• [Exercise description]
Print exactly the lines from the line with "Tag a point on every instance of the sand" to the last line of the data, please, both included.

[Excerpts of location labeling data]

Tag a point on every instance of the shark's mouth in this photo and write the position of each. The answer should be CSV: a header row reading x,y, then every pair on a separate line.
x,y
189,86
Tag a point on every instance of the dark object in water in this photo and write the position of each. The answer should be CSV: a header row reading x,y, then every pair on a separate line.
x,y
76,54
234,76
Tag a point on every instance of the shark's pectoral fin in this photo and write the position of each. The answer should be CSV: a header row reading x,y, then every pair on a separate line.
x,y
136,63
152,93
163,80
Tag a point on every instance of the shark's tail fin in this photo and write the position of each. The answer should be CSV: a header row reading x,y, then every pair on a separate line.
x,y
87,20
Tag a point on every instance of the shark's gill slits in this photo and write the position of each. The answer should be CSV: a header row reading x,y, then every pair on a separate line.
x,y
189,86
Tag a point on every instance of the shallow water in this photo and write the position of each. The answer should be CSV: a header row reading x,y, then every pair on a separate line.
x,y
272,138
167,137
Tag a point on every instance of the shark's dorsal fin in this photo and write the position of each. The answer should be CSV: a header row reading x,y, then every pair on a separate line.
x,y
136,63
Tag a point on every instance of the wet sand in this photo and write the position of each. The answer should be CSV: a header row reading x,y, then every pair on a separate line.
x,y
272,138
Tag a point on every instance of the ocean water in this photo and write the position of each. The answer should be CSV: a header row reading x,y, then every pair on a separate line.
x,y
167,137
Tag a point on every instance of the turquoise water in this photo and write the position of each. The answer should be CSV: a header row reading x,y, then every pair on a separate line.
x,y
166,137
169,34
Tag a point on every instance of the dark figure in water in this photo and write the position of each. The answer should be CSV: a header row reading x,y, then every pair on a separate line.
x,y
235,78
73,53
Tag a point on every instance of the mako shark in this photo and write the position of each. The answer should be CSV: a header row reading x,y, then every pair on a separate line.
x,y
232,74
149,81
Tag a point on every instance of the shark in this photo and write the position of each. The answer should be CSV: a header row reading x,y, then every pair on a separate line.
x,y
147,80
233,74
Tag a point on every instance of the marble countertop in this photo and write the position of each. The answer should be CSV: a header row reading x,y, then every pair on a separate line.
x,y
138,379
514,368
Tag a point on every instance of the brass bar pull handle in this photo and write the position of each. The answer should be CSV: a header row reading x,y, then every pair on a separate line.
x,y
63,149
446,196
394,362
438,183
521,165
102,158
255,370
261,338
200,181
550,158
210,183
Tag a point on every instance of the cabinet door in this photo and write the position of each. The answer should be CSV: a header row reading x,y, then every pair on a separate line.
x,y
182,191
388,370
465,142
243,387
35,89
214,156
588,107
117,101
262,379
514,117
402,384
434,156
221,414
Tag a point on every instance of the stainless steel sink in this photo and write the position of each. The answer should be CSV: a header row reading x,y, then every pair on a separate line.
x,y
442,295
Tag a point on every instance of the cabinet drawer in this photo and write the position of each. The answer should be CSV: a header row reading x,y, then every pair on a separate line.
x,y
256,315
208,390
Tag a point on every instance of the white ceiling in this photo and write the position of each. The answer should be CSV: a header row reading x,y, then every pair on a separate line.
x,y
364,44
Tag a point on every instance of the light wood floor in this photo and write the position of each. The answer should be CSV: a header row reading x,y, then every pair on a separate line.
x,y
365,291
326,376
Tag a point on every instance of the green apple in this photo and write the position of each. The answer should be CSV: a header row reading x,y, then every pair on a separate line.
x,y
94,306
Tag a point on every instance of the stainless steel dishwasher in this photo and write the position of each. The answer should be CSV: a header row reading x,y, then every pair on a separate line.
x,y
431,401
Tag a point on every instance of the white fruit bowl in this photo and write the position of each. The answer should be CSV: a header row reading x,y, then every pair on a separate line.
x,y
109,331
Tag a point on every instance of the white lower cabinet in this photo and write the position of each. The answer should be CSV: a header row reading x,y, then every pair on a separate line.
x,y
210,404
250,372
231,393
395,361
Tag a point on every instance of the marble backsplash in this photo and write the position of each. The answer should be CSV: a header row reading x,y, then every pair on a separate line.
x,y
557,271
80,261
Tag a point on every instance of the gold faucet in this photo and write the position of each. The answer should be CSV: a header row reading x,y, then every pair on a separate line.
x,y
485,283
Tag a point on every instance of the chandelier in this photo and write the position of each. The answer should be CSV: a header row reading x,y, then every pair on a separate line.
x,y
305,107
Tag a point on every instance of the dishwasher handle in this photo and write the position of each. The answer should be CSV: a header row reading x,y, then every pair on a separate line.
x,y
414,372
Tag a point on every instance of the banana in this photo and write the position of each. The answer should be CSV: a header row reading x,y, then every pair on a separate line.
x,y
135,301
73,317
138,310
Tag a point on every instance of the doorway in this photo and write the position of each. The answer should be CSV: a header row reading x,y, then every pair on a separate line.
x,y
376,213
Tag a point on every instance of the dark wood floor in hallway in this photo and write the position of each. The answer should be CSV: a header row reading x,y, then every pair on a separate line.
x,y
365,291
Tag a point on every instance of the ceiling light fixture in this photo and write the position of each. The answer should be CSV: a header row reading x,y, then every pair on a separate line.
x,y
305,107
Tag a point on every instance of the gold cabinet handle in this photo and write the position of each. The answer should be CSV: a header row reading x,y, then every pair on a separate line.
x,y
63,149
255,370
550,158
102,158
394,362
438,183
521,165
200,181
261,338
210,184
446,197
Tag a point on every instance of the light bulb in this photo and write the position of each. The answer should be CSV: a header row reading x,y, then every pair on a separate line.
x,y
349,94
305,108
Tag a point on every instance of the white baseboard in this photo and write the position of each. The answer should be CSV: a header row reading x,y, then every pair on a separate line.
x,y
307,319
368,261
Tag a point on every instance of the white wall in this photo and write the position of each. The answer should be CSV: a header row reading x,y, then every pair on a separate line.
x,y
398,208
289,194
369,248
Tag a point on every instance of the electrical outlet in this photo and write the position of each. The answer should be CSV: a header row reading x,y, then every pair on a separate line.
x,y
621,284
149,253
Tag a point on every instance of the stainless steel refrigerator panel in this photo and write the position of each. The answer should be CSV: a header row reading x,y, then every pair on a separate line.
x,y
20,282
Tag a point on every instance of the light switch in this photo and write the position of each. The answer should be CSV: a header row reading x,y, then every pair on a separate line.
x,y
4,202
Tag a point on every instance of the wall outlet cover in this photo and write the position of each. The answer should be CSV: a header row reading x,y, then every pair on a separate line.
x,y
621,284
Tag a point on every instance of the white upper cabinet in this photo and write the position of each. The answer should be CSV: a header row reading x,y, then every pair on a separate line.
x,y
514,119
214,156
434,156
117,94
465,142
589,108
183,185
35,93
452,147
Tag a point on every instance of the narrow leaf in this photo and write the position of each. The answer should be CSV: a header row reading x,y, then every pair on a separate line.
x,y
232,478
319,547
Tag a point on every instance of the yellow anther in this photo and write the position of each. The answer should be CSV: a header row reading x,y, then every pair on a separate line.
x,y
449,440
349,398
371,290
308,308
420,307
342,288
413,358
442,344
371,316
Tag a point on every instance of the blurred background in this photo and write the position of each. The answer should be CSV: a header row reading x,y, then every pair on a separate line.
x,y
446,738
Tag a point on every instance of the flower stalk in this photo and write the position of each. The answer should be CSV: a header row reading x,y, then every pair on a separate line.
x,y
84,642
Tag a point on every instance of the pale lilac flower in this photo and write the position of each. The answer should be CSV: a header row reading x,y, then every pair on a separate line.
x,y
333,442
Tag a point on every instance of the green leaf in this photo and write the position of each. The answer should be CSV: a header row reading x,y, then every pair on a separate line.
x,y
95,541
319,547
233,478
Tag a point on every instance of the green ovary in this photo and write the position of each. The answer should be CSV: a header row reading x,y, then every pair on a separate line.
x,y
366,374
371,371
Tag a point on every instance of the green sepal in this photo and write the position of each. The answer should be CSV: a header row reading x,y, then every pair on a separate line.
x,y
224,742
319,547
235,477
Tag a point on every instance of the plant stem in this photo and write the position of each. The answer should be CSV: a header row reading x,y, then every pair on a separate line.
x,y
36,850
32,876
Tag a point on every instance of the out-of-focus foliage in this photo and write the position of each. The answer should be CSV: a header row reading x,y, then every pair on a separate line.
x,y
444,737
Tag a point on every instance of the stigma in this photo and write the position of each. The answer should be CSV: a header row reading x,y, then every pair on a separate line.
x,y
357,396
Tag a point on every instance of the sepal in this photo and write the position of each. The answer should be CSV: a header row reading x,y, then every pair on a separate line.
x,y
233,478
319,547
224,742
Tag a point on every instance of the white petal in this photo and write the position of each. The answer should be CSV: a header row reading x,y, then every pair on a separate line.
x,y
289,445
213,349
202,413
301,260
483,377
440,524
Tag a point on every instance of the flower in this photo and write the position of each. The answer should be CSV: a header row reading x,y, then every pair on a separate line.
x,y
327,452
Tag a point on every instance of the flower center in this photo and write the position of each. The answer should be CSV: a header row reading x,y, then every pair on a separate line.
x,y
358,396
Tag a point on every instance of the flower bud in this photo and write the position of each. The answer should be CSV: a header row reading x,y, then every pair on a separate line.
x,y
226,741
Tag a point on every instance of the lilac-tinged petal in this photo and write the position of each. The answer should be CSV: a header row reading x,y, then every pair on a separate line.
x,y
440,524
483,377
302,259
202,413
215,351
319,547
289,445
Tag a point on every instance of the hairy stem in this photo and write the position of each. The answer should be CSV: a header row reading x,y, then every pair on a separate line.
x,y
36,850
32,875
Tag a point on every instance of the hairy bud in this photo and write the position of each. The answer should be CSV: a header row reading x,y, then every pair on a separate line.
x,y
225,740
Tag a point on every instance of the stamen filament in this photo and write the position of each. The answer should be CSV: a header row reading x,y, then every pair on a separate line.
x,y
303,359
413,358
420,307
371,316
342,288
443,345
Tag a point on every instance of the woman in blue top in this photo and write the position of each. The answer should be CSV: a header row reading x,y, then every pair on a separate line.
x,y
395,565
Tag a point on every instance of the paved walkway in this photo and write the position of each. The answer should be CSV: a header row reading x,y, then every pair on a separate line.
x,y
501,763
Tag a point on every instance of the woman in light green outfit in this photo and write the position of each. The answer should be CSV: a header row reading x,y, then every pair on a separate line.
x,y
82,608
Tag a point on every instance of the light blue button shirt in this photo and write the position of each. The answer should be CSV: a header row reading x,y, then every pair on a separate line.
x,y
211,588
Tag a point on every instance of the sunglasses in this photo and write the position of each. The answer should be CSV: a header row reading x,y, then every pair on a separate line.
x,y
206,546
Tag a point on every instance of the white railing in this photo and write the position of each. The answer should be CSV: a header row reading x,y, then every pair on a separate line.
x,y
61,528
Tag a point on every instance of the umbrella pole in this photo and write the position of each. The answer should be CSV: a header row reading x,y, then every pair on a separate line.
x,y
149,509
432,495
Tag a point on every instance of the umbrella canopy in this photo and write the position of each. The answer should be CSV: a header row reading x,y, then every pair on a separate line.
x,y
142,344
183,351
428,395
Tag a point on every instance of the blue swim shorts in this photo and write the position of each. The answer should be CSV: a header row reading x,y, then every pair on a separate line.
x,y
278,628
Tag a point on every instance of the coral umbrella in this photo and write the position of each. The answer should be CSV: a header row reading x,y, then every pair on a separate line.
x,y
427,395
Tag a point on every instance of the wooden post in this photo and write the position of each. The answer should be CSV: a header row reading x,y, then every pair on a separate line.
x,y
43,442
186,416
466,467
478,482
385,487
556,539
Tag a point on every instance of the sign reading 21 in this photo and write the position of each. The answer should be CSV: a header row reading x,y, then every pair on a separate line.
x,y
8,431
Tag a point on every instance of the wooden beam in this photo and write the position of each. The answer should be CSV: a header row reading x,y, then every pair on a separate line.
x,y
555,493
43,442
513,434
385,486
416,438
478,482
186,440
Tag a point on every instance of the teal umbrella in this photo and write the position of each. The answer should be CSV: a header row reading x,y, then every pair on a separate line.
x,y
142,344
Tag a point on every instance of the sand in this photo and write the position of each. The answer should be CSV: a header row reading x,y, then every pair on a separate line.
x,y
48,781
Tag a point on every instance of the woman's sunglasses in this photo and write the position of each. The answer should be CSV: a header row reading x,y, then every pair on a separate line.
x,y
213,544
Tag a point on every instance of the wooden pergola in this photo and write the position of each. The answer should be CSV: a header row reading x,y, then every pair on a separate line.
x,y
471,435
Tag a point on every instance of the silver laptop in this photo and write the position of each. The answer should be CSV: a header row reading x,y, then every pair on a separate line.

• [Result of the exercise]
Tag a point on every instance of the sand in this photo and write the position of each. The answer should be CSV: a header row reading x,y, then every pair on a separate line.
x,y
48,781
Tag a point on every instance of the woman's sunglasses in this photo and write the position of each. The answer should be CSV: a header row reading x,y, then every pair on a separate line.
x,y
213,544
Tag a point on every instance of the wooden pergola in this photo and write the position of each. The answer should be CSV: a header row reading x,y, then every pair on a separate line.
x,y
471,435
Tag a point on every instance of the silver laptop in this photo and write the position of each. The answer should be CSV: a header row reading x,y, then every pair on a separate line.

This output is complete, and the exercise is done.